▶ _Your objective_
Can you extract every line of the material below and reproduce each one word for word, with no changes?

▶ _Provided information_
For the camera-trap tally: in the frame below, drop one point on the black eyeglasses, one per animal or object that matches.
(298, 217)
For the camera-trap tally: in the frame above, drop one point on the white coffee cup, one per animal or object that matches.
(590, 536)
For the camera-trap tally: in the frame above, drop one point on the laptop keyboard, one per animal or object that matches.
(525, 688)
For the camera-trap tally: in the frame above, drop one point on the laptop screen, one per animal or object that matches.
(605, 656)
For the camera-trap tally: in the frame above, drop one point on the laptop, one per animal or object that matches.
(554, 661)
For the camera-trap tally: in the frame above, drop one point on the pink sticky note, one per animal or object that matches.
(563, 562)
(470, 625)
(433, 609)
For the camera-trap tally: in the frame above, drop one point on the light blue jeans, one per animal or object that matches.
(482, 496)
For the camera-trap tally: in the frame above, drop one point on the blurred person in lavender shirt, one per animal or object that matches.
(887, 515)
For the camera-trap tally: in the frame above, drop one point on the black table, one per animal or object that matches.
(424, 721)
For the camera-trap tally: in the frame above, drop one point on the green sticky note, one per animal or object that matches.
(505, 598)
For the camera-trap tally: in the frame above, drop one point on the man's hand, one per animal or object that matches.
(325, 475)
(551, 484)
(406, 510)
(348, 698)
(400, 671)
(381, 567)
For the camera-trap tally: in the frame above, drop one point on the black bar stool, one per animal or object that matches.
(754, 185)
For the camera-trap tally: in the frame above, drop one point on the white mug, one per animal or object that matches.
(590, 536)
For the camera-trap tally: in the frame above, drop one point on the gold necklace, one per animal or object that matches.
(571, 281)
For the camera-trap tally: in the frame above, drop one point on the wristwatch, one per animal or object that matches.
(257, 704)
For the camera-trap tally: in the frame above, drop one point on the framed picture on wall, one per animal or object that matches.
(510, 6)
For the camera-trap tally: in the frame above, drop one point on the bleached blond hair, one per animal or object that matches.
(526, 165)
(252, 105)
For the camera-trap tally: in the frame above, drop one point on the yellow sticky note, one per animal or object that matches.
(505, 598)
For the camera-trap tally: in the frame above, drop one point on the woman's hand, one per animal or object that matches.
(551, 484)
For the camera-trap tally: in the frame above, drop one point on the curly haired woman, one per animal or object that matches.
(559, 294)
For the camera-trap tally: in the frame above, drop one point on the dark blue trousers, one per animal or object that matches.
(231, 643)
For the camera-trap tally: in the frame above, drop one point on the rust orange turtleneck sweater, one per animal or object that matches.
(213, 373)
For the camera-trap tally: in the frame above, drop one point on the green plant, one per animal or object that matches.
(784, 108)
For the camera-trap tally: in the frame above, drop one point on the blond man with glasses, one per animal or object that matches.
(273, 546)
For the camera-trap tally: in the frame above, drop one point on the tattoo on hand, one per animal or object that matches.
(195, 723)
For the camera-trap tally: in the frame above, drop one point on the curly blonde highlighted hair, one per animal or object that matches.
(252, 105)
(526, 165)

▶ _Complete answer_
For the camera-trap tally: in the frame below, drop one point on the black eyeglasses, one per animal or object that matches.
(298, 217)
For the camera-trap tally: in the frame above, drop one point on the white coffee cup, one per animal or object that matches.
(590, 536)
For the camera-trap tally: in the frame above, drop one point on the laptop keyboard, one per animal or object that matches.
(525, 688)
For the camera-trap tally: in the frame above, drop one point on the laptop screen, one per animal or object that matches.
(605, 656)
For the camera-trap tally: in the frame above, drop one point on the laptop, one per animal or object that matches.
(554, 661)
For the camera-trap tally: in the frame above, drop one point on the pink sticky note, one per animal or object that matches.
(563, 562)
(470, 625)
(433, 609)
For the camera-trap tally: in the frame above, drop one point on the light blue jeans, one per animal or object that matches.
(482, 496)
For the camera-trap tally: in the frame above, drop one point on the blurred person in lavender shirt, one per animal or object that matches.
(887, 515)
For the camera-trap tally: in the frame above, drop one point on the black table, one per animal or object that matches.
(424, 721)
For the camera-trap tally: in the frame above, drop one point on the green sticky note, one per animal or object that matches.
(505, 598)
For the camera-trap tally: in the frame above, drop one point on the man's hand, one per animal or object that matches.
(325, 475)
(551, 484)
(406, 510)
(348, 698)
(400, 671)
(381, 567)
For the camera-trap tally: in the frame above, drop one point on the black bar stool, one per animal or object that matches.
(754, 185)
For the camera-trap tally: in the frame above, drop one point on the white mug, one per animal or object that matches.
(590, 536)
For the camera-trap tally: in the frame above, drop one point on the gold necklace, one per animal or object that matches.
(571, 281)
For the camera-trap tally: in the frame above, drop one point on the wristwatch, one per animal or object that matches.
(257, 704)
For the camera-trap tally: in the frame above, drop one point on the framed picture on wall, one per animal or object that matches.
(510, 6)
For the camera-trap tally: in the frame above, drop one point on the bleached blond hair, one per animal or object that matches.
(526, 165)
(252, 105)
For the camera-trap tally: in the frame above, drop one point on the yellow sticky note, one per animal or object that matches.
(505, 598)
For the camera-trap tally: in the frame above, drop one point on the woman's hand, one per animal or object that matches.
(551, 484)
For the camera-trap tally: in the frame above, drop one point on the curly haired woman, one per animal or object that matches.
(559, 294)
For the camera-trap tally: in the frame above, drop one point on the dark blue trousers, one per animal or object that matches.
(231, 643)
For the camera-trap tally: in the frame above, drop one point on the rust orange turtleneck sweater, one per animal or object that matches.
(213, 373)
For the camera-trap tally: in the frame above, drop one point on the green plant, one per animal or object that matches.
(784, 108)
For the camera-trap tally: in the frame above, drop one point on the blond man with glasses, one per animal or object that matches.
(273, 546)
For the camera-trap tally: in the frame above, drop one point on the tattoo on hand, one per animal or object that matches.
(195, 723)
For the camera-trap tally: in the frame above, drop one point on the curly blonde highlighted hair, one per animal or object that matches.
(252, 105)
(526, 165)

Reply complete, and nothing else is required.